Records from a collection:
==============================

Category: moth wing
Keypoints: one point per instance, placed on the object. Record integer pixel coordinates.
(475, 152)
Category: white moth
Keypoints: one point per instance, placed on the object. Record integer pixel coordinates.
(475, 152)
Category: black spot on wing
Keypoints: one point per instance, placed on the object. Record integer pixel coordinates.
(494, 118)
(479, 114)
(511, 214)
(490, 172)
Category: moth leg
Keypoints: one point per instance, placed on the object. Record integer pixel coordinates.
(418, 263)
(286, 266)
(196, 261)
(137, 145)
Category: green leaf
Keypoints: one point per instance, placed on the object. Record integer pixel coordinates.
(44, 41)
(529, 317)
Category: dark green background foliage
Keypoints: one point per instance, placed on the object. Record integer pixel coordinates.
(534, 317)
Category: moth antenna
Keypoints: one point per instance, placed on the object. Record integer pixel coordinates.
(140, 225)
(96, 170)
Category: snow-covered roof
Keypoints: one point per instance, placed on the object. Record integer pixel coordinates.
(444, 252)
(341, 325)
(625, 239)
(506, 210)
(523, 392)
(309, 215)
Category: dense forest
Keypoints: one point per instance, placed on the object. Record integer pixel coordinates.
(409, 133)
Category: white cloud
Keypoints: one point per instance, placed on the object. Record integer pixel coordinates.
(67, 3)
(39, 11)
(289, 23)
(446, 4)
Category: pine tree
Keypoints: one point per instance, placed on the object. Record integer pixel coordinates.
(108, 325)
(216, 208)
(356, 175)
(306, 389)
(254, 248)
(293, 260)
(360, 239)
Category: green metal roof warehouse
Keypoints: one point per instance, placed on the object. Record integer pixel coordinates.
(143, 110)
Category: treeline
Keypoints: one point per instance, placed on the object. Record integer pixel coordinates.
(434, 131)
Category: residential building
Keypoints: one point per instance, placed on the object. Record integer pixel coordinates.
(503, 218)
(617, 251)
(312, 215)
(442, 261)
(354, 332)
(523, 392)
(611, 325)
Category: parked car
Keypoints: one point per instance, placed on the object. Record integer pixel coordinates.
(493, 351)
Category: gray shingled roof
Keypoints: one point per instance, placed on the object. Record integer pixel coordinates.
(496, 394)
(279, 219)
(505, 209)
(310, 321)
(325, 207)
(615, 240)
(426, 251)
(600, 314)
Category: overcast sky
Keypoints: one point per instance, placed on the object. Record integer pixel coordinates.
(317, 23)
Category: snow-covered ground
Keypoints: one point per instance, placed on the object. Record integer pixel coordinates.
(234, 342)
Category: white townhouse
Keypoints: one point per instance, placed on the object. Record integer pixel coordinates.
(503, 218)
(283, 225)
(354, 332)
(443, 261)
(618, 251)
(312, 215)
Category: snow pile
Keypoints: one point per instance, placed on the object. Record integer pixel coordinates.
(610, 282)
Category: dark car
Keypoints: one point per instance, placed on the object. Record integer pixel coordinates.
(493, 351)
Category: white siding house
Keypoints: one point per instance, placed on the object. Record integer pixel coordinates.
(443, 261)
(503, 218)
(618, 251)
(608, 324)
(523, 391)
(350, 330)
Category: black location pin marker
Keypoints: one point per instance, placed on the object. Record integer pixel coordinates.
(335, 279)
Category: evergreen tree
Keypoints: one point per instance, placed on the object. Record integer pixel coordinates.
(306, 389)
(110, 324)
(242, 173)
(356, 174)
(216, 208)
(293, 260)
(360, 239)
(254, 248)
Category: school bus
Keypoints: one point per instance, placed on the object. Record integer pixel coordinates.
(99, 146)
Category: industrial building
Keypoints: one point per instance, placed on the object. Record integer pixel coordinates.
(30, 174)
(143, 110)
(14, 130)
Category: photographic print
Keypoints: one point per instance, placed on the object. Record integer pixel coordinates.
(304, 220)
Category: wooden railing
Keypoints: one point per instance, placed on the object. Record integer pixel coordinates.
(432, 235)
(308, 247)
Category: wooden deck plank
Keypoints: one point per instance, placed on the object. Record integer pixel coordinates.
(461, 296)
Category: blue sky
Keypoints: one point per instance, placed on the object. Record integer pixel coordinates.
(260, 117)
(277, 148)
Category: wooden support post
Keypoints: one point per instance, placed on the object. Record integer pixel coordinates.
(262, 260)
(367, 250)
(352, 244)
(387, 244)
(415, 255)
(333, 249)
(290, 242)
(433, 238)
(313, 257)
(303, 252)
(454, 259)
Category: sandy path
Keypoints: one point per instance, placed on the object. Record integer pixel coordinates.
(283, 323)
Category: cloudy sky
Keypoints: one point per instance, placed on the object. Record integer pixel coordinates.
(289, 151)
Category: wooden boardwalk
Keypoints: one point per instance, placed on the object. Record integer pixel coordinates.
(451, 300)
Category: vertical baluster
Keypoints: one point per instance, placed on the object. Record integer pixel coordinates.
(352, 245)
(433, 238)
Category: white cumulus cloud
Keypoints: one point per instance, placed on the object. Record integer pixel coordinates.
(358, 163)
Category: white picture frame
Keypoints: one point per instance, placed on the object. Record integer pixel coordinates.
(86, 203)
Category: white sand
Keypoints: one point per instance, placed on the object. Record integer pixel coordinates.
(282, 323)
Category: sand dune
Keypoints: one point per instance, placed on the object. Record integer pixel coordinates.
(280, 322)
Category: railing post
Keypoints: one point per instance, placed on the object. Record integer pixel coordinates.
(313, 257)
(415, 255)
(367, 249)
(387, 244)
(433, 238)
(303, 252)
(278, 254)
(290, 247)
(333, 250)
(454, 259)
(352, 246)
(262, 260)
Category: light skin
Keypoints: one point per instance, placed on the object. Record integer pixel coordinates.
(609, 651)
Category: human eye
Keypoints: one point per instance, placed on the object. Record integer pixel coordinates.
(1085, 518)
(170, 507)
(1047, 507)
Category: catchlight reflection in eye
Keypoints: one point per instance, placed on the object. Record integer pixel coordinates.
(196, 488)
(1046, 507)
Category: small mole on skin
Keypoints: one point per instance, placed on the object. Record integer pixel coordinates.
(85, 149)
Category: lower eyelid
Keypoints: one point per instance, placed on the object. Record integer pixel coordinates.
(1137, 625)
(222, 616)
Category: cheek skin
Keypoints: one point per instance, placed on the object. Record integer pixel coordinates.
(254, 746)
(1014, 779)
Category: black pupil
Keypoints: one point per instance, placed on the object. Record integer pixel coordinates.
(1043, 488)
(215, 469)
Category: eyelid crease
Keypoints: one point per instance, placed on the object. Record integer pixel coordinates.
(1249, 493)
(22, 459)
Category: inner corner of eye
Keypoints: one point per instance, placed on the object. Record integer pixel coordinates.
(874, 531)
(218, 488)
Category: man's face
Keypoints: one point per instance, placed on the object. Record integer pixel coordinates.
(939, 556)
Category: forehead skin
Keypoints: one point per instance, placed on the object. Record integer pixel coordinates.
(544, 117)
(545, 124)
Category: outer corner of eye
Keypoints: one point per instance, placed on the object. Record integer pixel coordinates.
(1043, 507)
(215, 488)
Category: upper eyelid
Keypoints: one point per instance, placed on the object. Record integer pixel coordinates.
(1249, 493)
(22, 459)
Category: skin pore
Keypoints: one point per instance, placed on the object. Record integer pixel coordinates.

==============================

Goal of the exercise → Every entry should be printed again exactly as written.

Task response →
Category: moth wing
Keypoints: one point per instance, placed on the object. Record integer pixel coordinates.
(475, 152)
Category: white moth
Keypoints: one point per instance, placed on the object. Record integer pixel coordinates.
(475, 152)
Category: black spot on wing
Keypoints: one point per instance, placed on the object. Record integer pixel coordinates.
(494, 118)
(479, 114)
(511, 214)
(490, 172)
Category: moth leg
Keypoints: one point per instance, placed on the object. Record integer pixel coordinates.
(418, 263)
(286, 266)
(196, 261)
(137, 145)
Category: green leaf
Keypoints: one point per instance, placed on the object. Record integer pixel coordinates.
(44, 41)
(529, 317)
Category: dark green background foliage
Keypoints: one point per instance, placed on the object. Record integer pixel coordinates.
(534, 317)
Category: moth antenna
Keypoints: one point per instance, placed on the object. Record integer pixel coordinates.
(140, 225)
(96, 170)
Category: snow-covered roof
Keypoints: one point per instance, placed on the object. Record integer pixel coordinates.
(444, 252)
(341, 325)
(625, 239)
(506, 210)
(523, 392)
(309, 215)
Category: dense forest
Keypoints: one point per instance, placed on the object. Record integer pixel coordinates.
(409, 133)
Category: white cloud
Keypoints: one point per instance, placed on the object. Record integer pixel coordinates.
(67, 3)
(39, 11)
(289, 23)
(446, 4)
Category: pine tree
Keypoints: one point per instance, placed on the object. Record integer pixel coordinates.
(108, 325)
(216, 208)
(356, 175)
(306, 389)
(254, 248)
(293, 260)
(360, 239)
Category: green metal roof warehouse
Keypoints: one point per instance, placed on the object. Record integer pixel coordinates.
(143, 110)
Category: treeline
Keypoints: one point per instance, placed on the object. Record integer pixel coordinates.
(434, 131)
Category: residential building
Keypoints: one point per instance, placed on the object. Record integer pixel coordinates.
(503, 218)
(617, 251)
(312, 215)
(442, 261)
(354, 332)
(523, 392)
(611, 325)
Category: parked car
Keypoints: one point per instance, placed on the object. Record integer pixel coordinates.
(493, 351)
Category: gray shingled roof
Keypoints: one point per instance, placed on the object. Record integer pixel coordinates.
(496, 394)
(279, 219)
(505, 209)
(310, 321)
(325, 207)
(615, 240)
(426, 251)
(600, 314)
Category: overcast sky
Keypoints: one point per instance, placed on the object. Record integer pixel coordinates.
(317, 23)
Category: snow-covered ground
Keypoints: one point per instance, placed on the object. Record integer pixel coordinates.
(234, 342)
Category: white townhouse
Keypoints: one point per instance, placed on the object. Record integer pixel coordinates.
(503, 218)
(283, 225)
(354, 332)
(443, 261)
(618, 251)
(312, 215)
Category: snow pile
Keypoints: one point per instance, placed on the object. Record integer pixel coordinates.
(610, 282)
Category: dark car
Keypoints: one point per instance, placed on the object. Record integer pixel coordinates.
(493, 351)
Category: white siding house
Keypoints: one point per instance, placed on the object. Record integer pixel coordinates.
(443, 261)
(503, 218)
(618, 251)
(608, 324)
(523, 391)
(350, 330)
Category: black location pin marker
Keypoints: one point per instance, placed on the object. Record integer pixel coordinates.
(335, 279)
Category: evergreen tree
Keypoints: one point per instance, placed on the object. Record integer pixel coordinates.
(306, 389)
(110, 324)
(242, 173)
(356, 174)
(216, 208)
(293, 260)
(360, 239)
(254, 248)
Category: school bus
Keypoints: one point per instance, placed on the object. Record integer pixel coordinates.
(99, 146)
Category: industrial building
Keypoints: one point per instance, placed on the object. Record integer pixel coordinates.
(30, 174)
(143, 110)
(14, 130)
Category: photographic print
Keypoints: one point per instance, placed on the object. Record integer pixel coordinates.
(304, 220)
Category: wooden railing
Keypoints: one point per instance, placed on the object. Record integer pixel coordinates.
(432, 235)
(308, 247)
Category: wooden deck plank
Keypoints: one point per instance, placed on the object. Record integer pixel coordinates.
(461, 296)
Category: blue sky
Keypoints: one point per instance, placed on the object. Record integer pixel coordinates.
(260, 117)
(277, 148)
Category: wooden support post
Keypoints: one point per instance, placed on the object. Record integer pixel coordinates.
(262, 260)
(367, 250)
(352, 244)
(387, 244)
(415, 255)
(333, 249)
(290, 242)
(433, 238)
(313, 257)
(303, 252)
(454, 259)
Category: sandy path
Keypoints: one point per instance, placed on the object. Record integer pixel coordinates.
(283, 323)
Category: cloudy sky
Keypoints: one point per instance, placed on the object. Record integer pixel coordinates.
(289, 151)
Category: wooden boardwalk
Keypoints: one point per instance, placed on the object. Record integer pixel coordinates.
(451, 300)
Category: vertical baluster
Keypoints: one point per instance, placed on the object. Record integer pixel coordinates.
(352, 245)
(433, 238)
Category: white cumulus cloud
Keypoints: one point per instance, placed on the object. Record integer pixel coordinates.
(358, 163)
Category: white picture frame
Keypoints: one point per instance, placed on the object. Record integer pixel coordinates.
(86, 203)
Category: white sand
Keypoints: one point per instance, placed on the object. Record integer pixel coordinates.
(282, 323)
Category: sand dune
Keypoints: one point per instance, placed on the object. Record integer pixel coordinates.
(280, 322)
Category: railing post
Keypoints: one point per instance, placed on the object. Record integer pixel coordinates.
(313, 257)
(415, 255)
(367, 249)
(387, 244)
(433, 238)
(303, 252)
(278, 254)
(290, 247)
(333, 250)
(454, 259)
(352, 246)
(262, 260)
Category: light skin
Keypoints: one point per instance, placed on the object. Record integer pixel coordinates.
(609, 651)
Category: human eye
Keypoints: one point per instance, placed on the object. Record integer pixel coordinates.
(1085, 518)
(170, 507)
(1047, 507)
Category: catchlight reflection in eye
Keypoints: one point per instance, placed on the object. Record integer pixel coordinates.
(196, 488)
(1046, 507)
Category: small mole on skin
Keypoints: one point per instance, placed on the object. Record integer pixel coordinates.
(85, 149)
Category: lower eyelid
Keypoints: one point per instance, placed on the object. Record integer pixel coordinates.
(1137, 625)
(222, 616)
Category: cheek skin
Keypoints: one point per instance, placed on the object. Record integer pixel coordinates.
(254, 746)
(1014, 779)
Category: black pupil
Keypoints: one point per instance, placed on the object. Record integer pixel coordinates.
(1043, 488)
(215, 469)
Category: eyelid crease
Keypoints: one point per instance, placed on the object. Record integer pixel coordinates.
(1249, 493)
(22, 459)
Category: inner corner of eye
Keypoints: one point per instance, placed on the object. Record integer pixel coordinates.
(874, 531)
(218, 488)
Category: man's face
Keypoints: one point per instance, placed on the object. Record integer pixel coordinates.
(939, 556)
Category: forehead skin
Keypoints: one point per instance, placed on the object. Record integer pixel coordinates.
(544, 117)
(545, 124)
Category: outer corner of eye
Keypoints: one point per instance, placed on the object. Record integer pixel coordinates.
(1043, 507)
(215, 488)
Category: upper eyelid
Keypoints: one point per instance, placed on the object. Record integer pixel coordinates.
(1249, 493)
(22, 459)
Category: skin pore
Keypoints: one point per instance, placed on the object. Record integer pixel coordinates.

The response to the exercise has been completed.